- [Your assignment]:
Would you return all of this data exactly, leaving nothing out?

Provided records Block Start

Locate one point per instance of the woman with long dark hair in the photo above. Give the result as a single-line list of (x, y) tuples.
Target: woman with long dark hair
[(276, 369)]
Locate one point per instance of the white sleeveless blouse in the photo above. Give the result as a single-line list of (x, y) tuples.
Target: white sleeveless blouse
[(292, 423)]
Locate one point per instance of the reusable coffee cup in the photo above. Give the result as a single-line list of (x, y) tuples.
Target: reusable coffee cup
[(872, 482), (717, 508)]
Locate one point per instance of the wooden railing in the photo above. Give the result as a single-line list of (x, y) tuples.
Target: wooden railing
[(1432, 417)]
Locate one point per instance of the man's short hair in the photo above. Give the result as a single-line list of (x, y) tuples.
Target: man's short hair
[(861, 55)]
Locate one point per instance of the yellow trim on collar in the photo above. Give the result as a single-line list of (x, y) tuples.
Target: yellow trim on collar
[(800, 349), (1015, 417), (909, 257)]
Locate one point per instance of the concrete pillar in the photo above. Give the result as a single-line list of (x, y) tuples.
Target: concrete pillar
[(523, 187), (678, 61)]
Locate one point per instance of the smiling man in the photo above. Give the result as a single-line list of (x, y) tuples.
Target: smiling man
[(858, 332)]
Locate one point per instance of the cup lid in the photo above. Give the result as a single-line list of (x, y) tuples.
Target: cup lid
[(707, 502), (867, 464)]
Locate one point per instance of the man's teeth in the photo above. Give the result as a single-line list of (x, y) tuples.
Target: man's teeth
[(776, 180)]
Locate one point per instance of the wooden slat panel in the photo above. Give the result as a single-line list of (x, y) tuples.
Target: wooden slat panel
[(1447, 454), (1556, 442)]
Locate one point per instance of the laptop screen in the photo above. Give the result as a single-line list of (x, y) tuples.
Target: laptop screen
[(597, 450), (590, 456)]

Provided records Block End

- [Solution]:
Locate one point per instance of the woman with long dark hair in the photo above. Give the result as a single-line list of (x, y) tuples.
Target: woman with long dark hair
[(276, 369)]
Locate one point per instance of the white sleeveless blouse in the photo above. Give the result as a single-line list of (x, y) tuples.
Target: white sleeveless blouse
[(292, 423)]
Locate one point per instance of the reusable coffee cup in the photo above. Give the result as a single-line list of (x, y) tuples.
Target: reusable coffee cup
[(872, 482), (717, 508)]
Locate one point per instance of the wooden railing in the photo above. Give the result as a single-line list of (x, y) tuples.
Target: wooden railing
[(1432, 417)]
Locate one point per instance of the man's short hair in the photo above. Give the result as a single-line list of (x, y) tuples.
Target: man's short hair
[(861, 55)]
Locate one point per instance of the yellow trim on collar in the photo above. Give the result as a single-line list of (x, y) tuples.
Target: yellow trim on collar
[(800, 349), (1015, 417), (909, 257)]
Locate one point per instance of the concrete pillar in the photo above. Give the result as a single-line list of (x, y) tuples.
Target: concrete pillar
[(523, 187), (678, 61)]
Locate one point per instance of the smiling man in the photo above. Give the result as a single-line list of (x, y) tuples.
Target: smiling man
[(858, 332)]
Locate one point per instance of the cup lid in the photo above. Give the result as a single-line list of (x, y) tuples.
Target: cup lid
[(707, 502), (867, 464)]
Locate one point per instance of the man's teeth in the photo above. Give the result as a single-line list of (x, y) tuples.
Target: man's teeth
[(776, 180)]
Locate one point per instance of the wooden slat panel in the photo above. Give the result as a single-line list of (x, y) tuples.
Target: wooden slat panel
[(1447, 454), (1556, 442)]
Locate one point per instance of the laptop screen in the photo above. Give the result as a single-line list of (x, y) tuples.
Target: laptop screen
[(597, 450), (590, 456)]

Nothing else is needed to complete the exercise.